Thursday, July 02, 2009

Unemployment Numbers Return to the Reagan Era

SUSIE GHARIB: The nation's labor market is now in its worst shape since Ronald Reagan was in the White House. The unemployment rate notched up to 9.5 percent in June. Stocks sold off on that news, with the Dow falling 223 points. Last month, employers slashed 467,000 jobs from payrolls, far more than expected. But as Suzanne Pratt reports, that headline number -- 9.5 percent -- may not tell the true story of just how many Americans are out of work.

SUZANNE PRATT, NIGHTLY BUSINESS REPORT CORRESPONDENT: Chad Brown is a writer, but lately, he's been temping as a receptionist. While he'd rather be working full-time in his field, he's happy to have a job.

CHAD BROWN: My main focus is having a daily routine, get up, go somewhere, do my job and then be able to have money A to pay my bills and B, to have a life, both of which. It has helped get the creditors off my back a little bit.

PRATT: Brown is part of a large and growing group of under-employed people. While the government tracks those folks, it doesn't include them in the headline unemployment rate known as U-3, which is now 9.5 percent. To get a broader snapshot of the labor picture, experts say you need to focus on what's known as U-6. It includes that headline rate, plus the under-employed, plus those who recently stopped looking for a job but still want one. Today, we learned U-6 is an eye- popping 16.5 percent. That means one out of every six members of the civilian labor force is out of work or not fully employed. Economist Conrad Dequadros says watching U-6 is helpful in a recession for trying to get a sense of consumer spending.

CONRAD DEQUADROS, SR. ECONOMIST, RDQ ECONOMICS: It includes people who are not considered in the labor force because they are not looking for employment. So, it's just broader. I wouldn't say it's more accurate. It could be more relevant when it comes to trying to determine the path of household activity and consumer activity.

PRATT: But economist Stephen Gallagher says focusing on U-6 over dramatizes current job market conditions.

STEPHEN GALLAGHER, CHIEF U.S. ECONOMIST, SOCIETE GENERALE: We have a horrible unemployment rate at 9.5 percent. It's going up to 10, 10-plus percent. I don't know if we need to add bells and whistles on it to make it sound even worse than it is.

PRATT: Just as the official unemployment rate is expected climb higher, so too is U-6. Some experts fear it could reach a whopping 20 percent by next year. That would come as no surprise to Atrium Staffing, a Manhattan-based employment firm. CEO Rebecca Cenni says more and more companies are using part-time hires.

REBECCA CENNI, CEO, ATRIUM STAFFING: They're actually looking to put people in part-time positions that would normally dictate Monday through Friday, 9-to-5 jobs. Now, they're calling them in and asking for people to work Monday, Wednesday, Thursday from 10:00 to 4:00. They're looking to get as much as they can for as little as they can.

PRATT: No matter which measure of unemployment you watch, economists agree labor market conditions are simply terrible. And while the recession may end later this year, it could take well into next year before the unemployment rate finally peaks. Suzanne Pratt, NIGHTLY BUSINESS REPORT, New York.

⁂

* Exercise directions
Can you reproduce, word for word, the stretch of the unemployment transcript from "STEPHEN GALLAGHER, CHIEF" through "than it is."?

* Source material
⁂

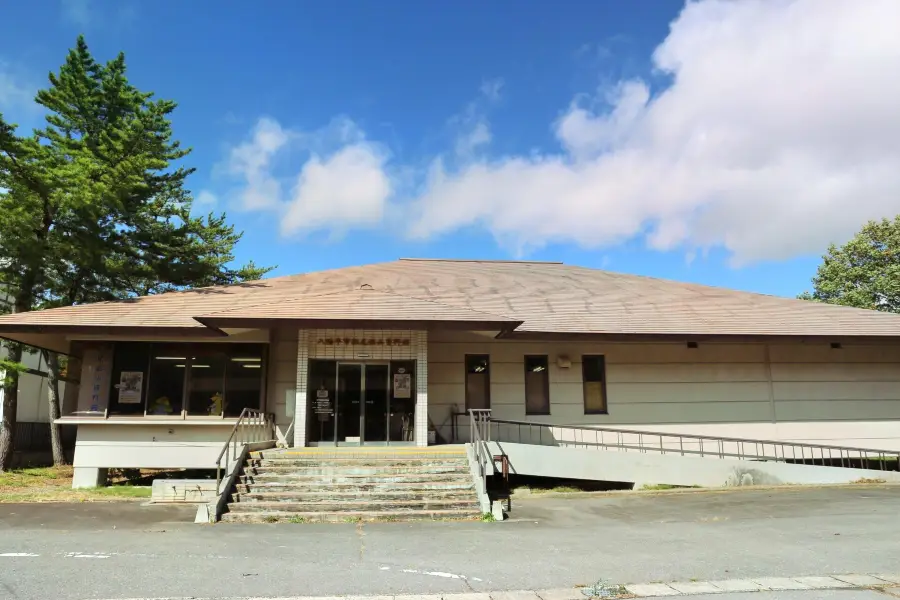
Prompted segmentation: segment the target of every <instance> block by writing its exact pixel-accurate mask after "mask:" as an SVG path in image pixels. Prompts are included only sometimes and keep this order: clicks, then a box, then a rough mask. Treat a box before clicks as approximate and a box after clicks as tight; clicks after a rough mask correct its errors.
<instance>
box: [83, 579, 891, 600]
mask: <svg viewBox="0 0 900 600" xmlns="http://www.w3.org/2000/svg"><path fill="white" fill-rule="evenodd" d="M836 590H840V591H841V595H840V596H835V598H840V599H841V600H856V599H859V600H866V599H868V598H873V599H874V598H882V599H883V598H885V597H886V596H887V597H896V598H900V573H897V574H893V575H891V574H878V575H867V574H861V573H848V574H844V575H822V576H817V577H810V576H801V577H754V578H752V579H726V580H720V581H672V582H669V583H634V584H626V585H620V584H613V583H609V582H603V583H598V584H595V585H593V586H591V587H590V588H560V589H549V590H519V591H504V592H490V593H488V592H464V593H457V594H403V595H393V596H392V595H386V596H385V595H380V596H293V597H288V598H286V597H279V598H265V597H262V596H257V597H246V596H245V597H241V598H221V597H220V598H209V599H200V598H195V597H193V596H191V597H185V598H155V599H150V598H133V599H130V600H588V598H597V599H599V598H611V599H615V598H650V599H652V598H672V597H681V598H684V597H688V596H707V595H712V594H715V595H717V597H718V598H722V599H725V598H727V599H730V600H743V599H745V598H746V599H747V600H775V599H778V600H789V599H794V598H796V599H798V600H801V599H802V600H821V599H824V598H827V597H829V596H830V592H833V591H836ZM592 594H593V595H592ZM848 594H850V595H848ZM84 600H94V599H84Z"/></svg>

⁂

* Result of the exercise
STEPHEN GALLAGHER, CHIEF U.S. ECONOMIST, SOCIETE GENERALE: We have a horrible unemployment rate at 9.5 percent. It's going up to 10, 10-plus percent. I don't know if we need to add bells and whistles on it to make it sound even worse than it is.